### LISTED ENTRIES

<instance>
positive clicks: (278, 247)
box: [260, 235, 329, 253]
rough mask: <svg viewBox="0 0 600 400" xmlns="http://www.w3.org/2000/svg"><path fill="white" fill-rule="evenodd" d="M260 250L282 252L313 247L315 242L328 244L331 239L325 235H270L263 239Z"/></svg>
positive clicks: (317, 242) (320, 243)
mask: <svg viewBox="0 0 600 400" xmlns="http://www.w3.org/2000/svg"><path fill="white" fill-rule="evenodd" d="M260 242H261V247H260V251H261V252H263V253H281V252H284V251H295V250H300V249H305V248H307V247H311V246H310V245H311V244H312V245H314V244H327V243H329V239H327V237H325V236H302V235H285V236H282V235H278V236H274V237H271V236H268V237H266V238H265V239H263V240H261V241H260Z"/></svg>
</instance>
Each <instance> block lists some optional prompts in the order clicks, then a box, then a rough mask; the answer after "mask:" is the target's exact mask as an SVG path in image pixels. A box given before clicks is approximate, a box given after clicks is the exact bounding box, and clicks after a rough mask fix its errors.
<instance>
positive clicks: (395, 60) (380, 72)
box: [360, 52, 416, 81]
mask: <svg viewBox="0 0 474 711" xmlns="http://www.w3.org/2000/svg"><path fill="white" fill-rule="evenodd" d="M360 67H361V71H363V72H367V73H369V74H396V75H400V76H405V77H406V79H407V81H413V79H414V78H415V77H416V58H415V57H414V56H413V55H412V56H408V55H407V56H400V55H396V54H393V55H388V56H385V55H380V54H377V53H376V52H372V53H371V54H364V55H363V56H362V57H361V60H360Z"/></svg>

### WHAT YOU SHOULD DO
Please show every line of the entries above that contains the word "rough".

### ANSWER SPACE
rough mask: <svg viewBox="0 0 600 400" xmlns="http://www.w3.org/2000/svg"><path fill="white" fill-rule="evenodd" d="M260 250L282 252L313 247L315 242L328 244L331 239L325 235H270L263 239Z"/></svg>
Each <instance> block lists some optional prompts in the order clicks, then a box, then a rough mask; the answer after "mask:" is the target's exact mask as an SVG path in image pixels. A box given before clicks is approximate, a box given after clicks is the exact bounding box, and clicks after a rough mask fix its errors.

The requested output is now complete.